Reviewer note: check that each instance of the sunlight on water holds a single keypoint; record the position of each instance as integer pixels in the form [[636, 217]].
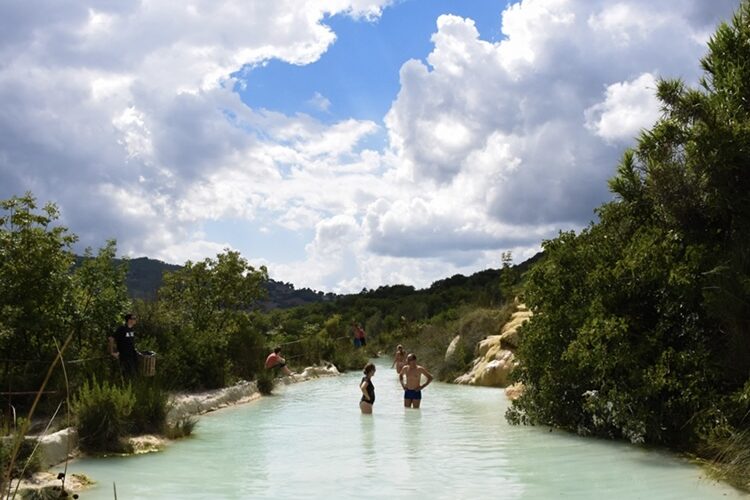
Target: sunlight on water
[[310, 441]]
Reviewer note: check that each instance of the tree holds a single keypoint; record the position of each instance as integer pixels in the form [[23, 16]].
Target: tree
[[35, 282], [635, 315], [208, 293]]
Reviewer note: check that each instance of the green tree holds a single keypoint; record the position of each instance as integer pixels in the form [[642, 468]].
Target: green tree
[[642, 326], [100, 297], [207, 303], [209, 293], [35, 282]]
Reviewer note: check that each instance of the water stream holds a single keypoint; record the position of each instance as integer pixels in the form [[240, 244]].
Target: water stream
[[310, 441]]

┄┄┄┄┄┄┄┄┄┄

◆ Given instruction:
Rewrite all of the data above, replacing "Reviewer" with "Annotator" everywhere and leaving everything else unchanged. Omit the pictures.

◆ Output of the exercise:
Annotator note: check that each instance of the sunlight on water holds a single keypoint; record the position of each instance as integer pixels in the form [[636, 217]].
Target: sunlight on water
[[310, 441]]
Annotator note: check that each instance of the tree holds a single keypoint; record the position of each instance as integer pixels in the form [[23, 16]].
Target: tree
[[35, 282], [635, 315], [208, 293]]
Annotator note: check that each instance of the green tree holds a single keypoint; record the position of each instance as integer pixels in the form [[642, 468]].
Target: green tree
[[642, 326], [100, 297], [207, 303], [209, 293], [35, 282]]
Annotator note: check that each instance of the water stream holds a single keypoint; record the position of each instance as integer pixels in the form [[240, 244]].
Target: water stream
[[310, 441]]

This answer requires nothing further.